__INSTRUCTIONS TO FOLLOW__
Go through the entries below and pull out every line that contains the word "face". Copy each of those lines without changes.

(Dataset items)
□ □ □ □ □

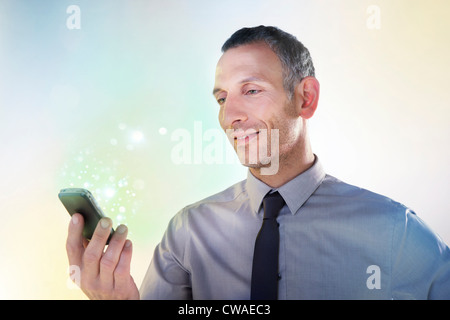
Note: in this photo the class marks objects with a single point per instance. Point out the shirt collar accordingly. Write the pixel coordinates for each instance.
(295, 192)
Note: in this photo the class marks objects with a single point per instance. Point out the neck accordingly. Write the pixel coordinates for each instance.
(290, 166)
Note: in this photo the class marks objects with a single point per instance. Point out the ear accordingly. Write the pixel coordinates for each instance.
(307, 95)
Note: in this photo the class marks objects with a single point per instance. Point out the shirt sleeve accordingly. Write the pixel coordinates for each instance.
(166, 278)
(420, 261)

□ □ □ □ □

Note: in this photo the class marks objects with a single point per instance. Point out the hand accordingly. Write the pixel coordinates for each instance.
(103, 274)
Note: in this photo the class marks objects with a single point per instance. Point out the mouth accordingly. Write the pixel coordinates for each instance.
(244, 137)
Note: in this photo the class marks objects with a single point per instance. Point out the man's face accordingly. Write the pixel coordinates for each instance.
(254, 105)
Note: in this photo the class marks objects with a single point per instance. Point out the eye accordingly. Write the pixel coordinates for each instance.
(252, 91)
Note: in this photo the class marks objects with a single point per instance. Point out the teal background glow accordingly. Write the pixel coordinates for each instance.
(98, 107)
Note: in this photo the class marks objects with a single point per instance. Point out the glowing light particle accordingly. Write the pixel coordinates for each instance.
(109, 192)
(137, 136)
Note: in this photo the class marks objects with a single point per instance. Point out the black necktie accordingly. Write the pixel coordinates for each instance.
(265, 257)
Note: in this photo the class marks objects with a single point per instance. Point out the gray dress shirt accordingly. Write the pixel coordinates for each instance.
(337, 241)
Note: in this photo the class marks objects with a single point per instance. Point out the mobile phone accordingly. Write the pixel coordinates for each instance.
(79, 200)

□ □ □ □ □

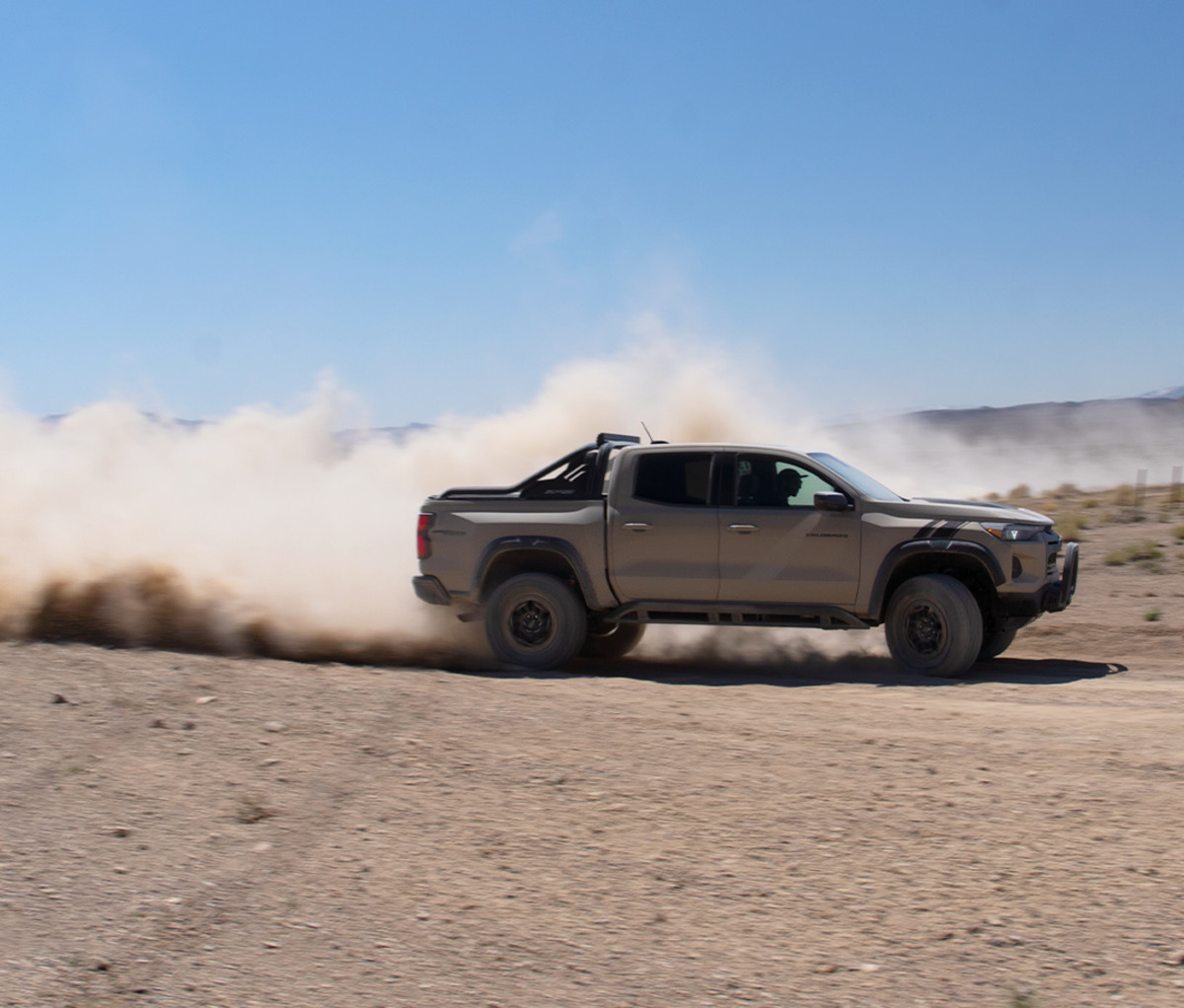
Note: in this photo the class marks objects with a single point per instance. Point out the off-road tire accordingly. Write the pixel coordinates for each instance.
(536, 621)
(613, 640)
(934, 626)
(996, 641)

□ □ □ □ □

__OUTPUT BELOW__
Note: in this photo the class marks objects with a single point per instance. Point out the man's face accordingly. Write the pixel coordinates for each instance.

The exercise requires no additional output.